(EXTRACTED MATERIAL)

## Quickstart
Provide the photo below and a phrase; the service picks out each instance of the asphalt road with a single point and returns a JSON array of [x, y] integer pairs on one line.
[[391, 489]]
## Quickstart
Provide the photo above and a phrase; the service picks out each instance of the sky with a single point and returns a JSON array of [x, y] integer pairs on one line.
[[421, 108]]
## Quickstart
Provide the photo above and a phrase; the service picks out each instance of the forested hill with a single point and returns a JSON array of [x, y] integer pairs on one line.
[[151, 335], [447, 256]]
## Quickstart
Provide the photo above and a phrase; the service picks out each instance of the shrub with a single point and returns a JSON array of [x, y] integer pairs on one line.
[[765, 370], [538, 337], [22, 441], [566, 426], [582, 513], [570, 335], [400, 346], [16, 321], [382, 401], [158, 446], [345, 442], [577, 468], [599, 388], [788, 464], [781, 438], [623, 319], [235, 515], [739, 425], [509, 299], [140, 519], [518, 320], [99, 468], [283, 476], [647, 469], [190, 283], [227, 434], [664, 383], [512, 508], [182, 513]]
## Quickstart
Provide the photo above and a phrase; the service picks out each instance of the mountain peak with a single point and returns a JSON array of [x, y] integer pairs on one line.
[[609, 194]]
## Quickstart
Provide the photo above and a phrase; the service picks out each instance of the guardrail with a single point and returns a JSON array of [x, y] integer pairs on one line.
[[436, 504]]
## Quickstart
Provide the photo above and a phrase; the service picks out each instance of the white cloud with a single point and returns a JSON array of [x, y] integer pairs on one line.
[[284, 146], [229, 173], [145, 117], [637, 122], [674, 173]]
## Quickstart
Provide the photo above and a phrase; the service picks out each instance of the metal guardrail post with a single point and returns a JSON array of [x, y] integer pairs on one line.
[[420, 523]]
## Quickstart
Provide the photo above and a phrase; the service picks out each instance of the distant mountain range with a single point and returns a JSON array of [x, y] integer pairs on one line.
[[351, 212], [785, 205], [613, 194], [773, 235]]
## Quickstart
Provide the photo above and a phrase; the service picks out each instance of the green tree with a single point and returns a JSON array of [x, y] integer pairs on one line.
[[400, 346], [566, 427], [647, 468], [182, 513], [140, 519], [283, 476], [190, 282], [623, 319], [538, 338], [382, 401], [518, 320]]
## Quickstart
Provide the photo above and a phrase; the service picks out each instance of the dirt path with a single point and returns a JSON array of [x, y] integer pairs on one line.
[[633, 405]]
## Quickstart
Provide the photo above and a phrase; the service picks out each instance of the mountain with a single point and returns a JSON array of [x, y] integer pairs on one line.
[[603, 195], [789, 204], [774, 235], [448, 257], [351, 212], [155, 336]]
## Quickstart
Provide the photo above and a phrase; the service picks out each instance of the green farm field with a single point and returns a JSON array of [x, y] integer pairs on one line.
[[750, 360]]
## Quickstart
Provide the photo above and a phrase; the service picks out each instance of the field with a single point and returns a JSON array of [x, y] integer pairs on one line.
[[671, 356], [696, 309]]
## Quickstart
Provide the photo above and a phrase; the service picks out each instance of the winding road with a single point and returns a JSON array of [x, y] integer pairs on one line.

(End EXTRACTED MATERIAL)

[AIM OF THE EXERCISE]
Return what is listed above, exactly and completely.

[SOLUTION TO THIS EXERCISE]
## Quickstart
Provide the photo below and a phrase; the service picks out each instance of the asphalt road with a single point and returns a JSON array of [x, y] integer pairs on one line.
[[391, 489]]
## Quickstart
Provide the photo above and a phrase; the service picks out each instance of the sky with a single point and returns a JSON array of [x, y] integer pairs on one line.
[[421, 108]]
## Quickstart
Provide the photo above and a phrase; the service picks out each instance of the forested hill with a single point and returns a JSON array of [x, y] integer pairs on one line.
[[151, 335], [447, 256]]
## Quickstart
Provide the photo above and a phrase; the service picks out each instance of the shrub with a single point and returns a JSON array of [x, y] integer pairs on one line.
[[765, 370], [538, 337], [22, 441], [566, 426], [582, 513], [570, 335], [400, 346], [16, 321], [382, 401], [158, 446], [345, 442], [577, 468], [599, 388], [788, 464], [781, 438], [623, 319], [235, 515], [739, 425], [509, 299], [140, 519], [518, 320], [99, 468], [283, 476], [647, 469], [190, 283], [227, 434], [664, 383], [512, 508], [182, 513]]
## Quickstart
Provide the photo above and a phrase; the service picks out each instance of the mountain peak with a single point and returns a JSON array of [x, y] integer pairs on one line.
[[609, 194]]
## Quickstart
Provide the photo above and a phrase; the service picks out each instance of the guardrail with a single point and returns a JSON array of [x, y] integer pairs on one line.
[[436, 504]]
## Quickstart
Provide the photo above and a phrase; the service picks out each instance of the white cloud with a single point and returns a JSON array of [x, y] integer pairs on one line.
[[284, 146], [229, 173], [145, 117], [637, 122], [674, 173]]
## Quickstart
Provide the photo above and a phrase; the service picks out each instance of the metal guardrail post with a single point and returns a JSON array of [x, y] integer pairs on one line.
[[420, 523]]
## Quickstart
Provide the photo above and a phrase; the service picks out each instance of the distant mountain range with a single point and returns a JSON array of [x, y] integer pairs on one line.
[[351, 212], [785, 205], [613, 194], [773, 235]]
## Quickstart
Provide the photo above and a phrase; the service picks out each instance of the green tree with a single point and returns a JSON array of [x, y] integer pairs on one line.
[[400, 346], [566, 427], [647, 468], [182, 513], [140, 519], [283, 476], [190, 282], [623, 319], [538, 338], [382, 401], [518, 320]]
## Quickstart
Provide the photo above and a phrase; the service picks out each instance of the dirt path with a single point and returns a JSON array of [x, y] integer pairs on one line.
[[633, 405]]
## Quickstart
Provide the photo above and a phrase; the service picks out each instance of the mountain with a single point and returns a JSON array of [x, y] integer pairs on one line.
[[603, 195], [789, 204], [774, 235], [448, 257], [351, 212], [155, 336]]
## Quickstart
Provide the photo above and a phrase; the service picks out each instance of the green farm field with a single point and returns a JSON array of [x, y] integer pairs on one line.
[[750, 360]]
## Quickstart
Provide the photo above and a phrase; the service picks out each instance of the field with a single point and returns a JSON array of [x, y] integer pairs on one line.
[[671, 356], [696, 309]]
## Quickstart
Provide the photo above and a phrase; the service picks out each instance of the winding road with a single point and returns a JSON array of [x, y] integer pairs on one line.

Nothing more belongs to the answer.